**Exercise objective**
What is needed is the full listing written out exactly, minus the pictures.

**Data shown**
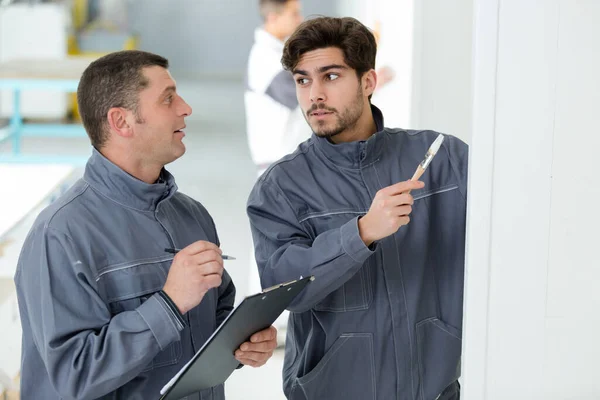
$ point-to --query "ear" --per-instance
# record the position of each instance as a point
(369, 82)
(119, 122)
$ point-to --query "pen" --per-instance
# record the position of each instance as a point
(175, 251)
(433, 149)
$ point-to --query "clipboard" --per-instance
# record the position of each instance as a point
(214, 362)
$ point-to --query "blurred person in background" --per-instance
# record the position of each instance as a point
(274, 122)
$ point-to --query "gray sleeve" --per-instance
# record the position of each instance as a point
(86, 352)
(285, 252)
(282, 89)
(226, 292)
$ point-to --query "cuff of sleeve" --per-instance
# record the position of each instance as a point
(164, 326)
(173, 307)
(353, 244)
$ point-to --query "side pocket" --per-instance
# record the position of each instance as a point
(346, 371)
(439, 349)
(354, 295)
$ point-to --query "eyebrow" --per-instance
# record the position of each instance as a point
(320, 69)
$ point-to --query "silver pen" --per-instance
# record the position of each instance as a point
(175, 251)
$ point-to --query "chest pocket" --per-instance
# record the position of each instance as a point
(127, 285)
(356, 294)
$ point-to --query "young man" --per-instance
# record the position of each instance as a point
(382, 319)
(106, 313)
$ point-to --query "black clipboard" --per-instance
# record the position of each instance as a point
(214, 362)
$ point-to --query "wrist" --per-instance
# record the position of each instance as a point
(174, 302)
(363, 231)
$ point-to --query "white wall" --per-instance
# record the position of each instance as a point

**Solution**
$ point-to --query "ear" --per-instance
# record the position of each instance as a point
(369, 82)
(119, 122)
$ point-to --query "pen" --per-instance
# record the position of each instance as a point
(175, 251)
(433, 149)
$ point-to --query "clipboard" --per-instance
# record the position of each instance as a point
(214, 362)
$ point-to --query "blurred person in background" --per-instance
# record the position of each instance as a point
(274, 122)
$ point-to --query "gray sleeve" --per-instance
# record the position of each instance as a point
(86, 352)
(285, 252)
(282, 89)
(226, 292)
$ point-to --query "cuff of sleeve" --per-instance
# record the position of each instance as a point
(164, 326)
(173, 307)
(353, 244)
$ point-to --query "side pocket" --per-instance
# record the position of each instance as a point
(346, 371)
(439, 349)
(354, 295)
$ point-to --query "eyebrow" --per-instance
# record the position of each instance as a point
(320, 69)
$ point-to --query "silver pen" --per-instance
# record the position of each instance as a point
(175, 251)
$ point-to --query "chest pocket" --per-instance
# record the position of each instance as a point
(127, 285)
(356, 294)
$ point-to --query "young man" --per-instance
# record the position of each instance as a point
(382, 319)
(106, 313)
$ point-to --query "black clipboard" --per-instance
# record the position of each instance as a point
(214, 362)
$ point-to --query "wrist" --per-instance
# record the position of each instance as a point
(174, 302)
(363, 231)
$ point-to --query "white wall" --per-instance
# record the position of each instance as a point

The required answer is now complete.